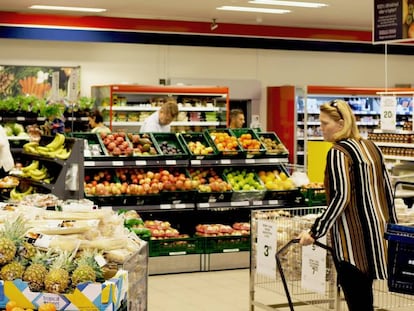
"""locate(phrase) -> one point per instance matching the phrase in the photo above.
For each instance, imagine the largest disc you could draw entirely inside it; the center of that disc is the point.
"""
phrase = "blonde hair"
(170, 107)
(339, 110)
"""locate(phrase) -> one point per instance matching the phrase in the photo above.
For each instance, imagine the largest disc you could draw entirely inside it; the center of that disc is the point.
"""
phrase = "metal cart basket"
(269, 291)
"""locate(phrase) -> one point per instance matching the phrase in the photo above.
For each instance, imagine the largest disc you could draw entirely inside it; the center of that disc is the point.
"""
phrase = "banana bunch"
(16, 195)
(35, 172)
(55, 149)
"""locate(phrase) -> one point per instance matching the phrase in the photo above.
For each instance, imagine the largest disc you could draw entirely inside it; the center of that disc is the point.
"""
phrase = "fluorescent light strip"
(250, 9)
(66, 8)
(290, 3)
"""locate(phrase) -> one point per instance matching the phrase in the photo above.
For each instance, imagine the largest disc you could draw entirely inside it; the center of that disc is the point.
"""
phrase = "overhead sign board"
(393, 21)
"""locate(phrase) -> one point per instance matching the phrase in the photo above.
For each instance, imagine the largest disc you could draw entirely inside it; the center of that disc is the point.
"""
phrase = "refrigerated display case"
(127, 106)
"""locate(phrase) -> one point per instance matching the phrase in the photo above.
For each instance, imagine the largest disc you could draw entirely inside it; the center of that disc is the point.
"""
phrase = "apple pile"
(162, 230)
(116, 144)
(199, 148)
(137, 181)
(209, 180)
(142, 145)
(169, 148)
(243, 180)
(225, 142)
(211, 230)
(248, 142)
(276, 180)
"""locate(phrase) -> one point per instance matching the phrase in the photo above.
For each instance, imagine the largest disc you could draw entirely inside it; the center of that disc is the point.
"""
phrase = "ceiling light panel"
(252, 9)
(290, 3)
(66, 8)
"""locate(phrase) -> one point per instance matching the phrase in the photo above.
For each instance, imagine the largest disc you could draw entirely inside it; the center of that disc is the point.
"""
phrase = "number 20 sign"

§ INSTRUCTIONS TO FOLLOW
Print out the lines exactly, skipping any picture.

§ PROBLEM SOLUTION
"""locate(phrase) -> one point per instance matching the phrase in the photo above.
For each instance, imagine the largest disc you could draw entirely inside it; the center of that disc is the point.
"""
phrase = "blonde hair"
(170, 107)
(339, 110)
"""locate(phrase) -> one point per instance matching the phrase in the photo above.
For each instance, imagine the largest disc you could draw entirely inside it; the center of that disc is the point.
"""
phrase = "metal cart basket"
(269, 291)
"""locate(phrase) -> one point per instance matching the phrase in the photo above.
For each instance, imagine the largest disc you could draw entirely inside it; the center of that disc is the point.
"""
phrase = "banana bunch"
(16, 195)
(35, 172)
(55, 149)
"""locate(phrase) -> one point per instance matching the phrase in the photo above.
For each instance, imagine the largest disc you could draw entirely inside it; the center of that disc is the point.
"""
phrase = "fluorescent light strip"
(250, 9)
(66, 8)
(290, 3)
"""locate(phrase) -> one point per instance matching the phrase in the photo above.
For each instance, imagine the largest disc you could draw entirely inside it; the center of that disc is the point.
"""
phrase = "overhead sign board"
(393, 21)
"""locate(phrase) -> one point per instance matching the phrase in the photo above.
For each instance, imagine the largest disc you could draw entirely inside it; the center of that disc is the point.
"""
phrase = "refrigerated display case"
(127, 106)
"""locate(phrase) -> one point per instance matching the phrase in the photo above.
For each instance, imagine the largest disc you could draw entirely inside it; the center of that disc is the point.
"""
phrase = "apple pile"
(162, 230)
(116, 144)
(199, 148)
(137, 181)
(209, 180)
(142, 145)
(169, 148)
(243, 180)
(225, 142)
(211, 230)
(248, 142)
(276, 180)
"""locate(phrase) -> one point per instance matching the phrase in the photo above.
For each instance, imagine the largest disc you could draw entirely inside it; the center of that disc is the point.
"""
phrase = "ceiling light panel"
(252, 9)
(290, 3)
(66, 8)
"""locate(phrase) -> one point per instance matching the phrase in the photo above.
For each instance, imagine the largest disc you could draw entirely inside it; the center of that disc is the point.
"""
phrase = "number 20 sign"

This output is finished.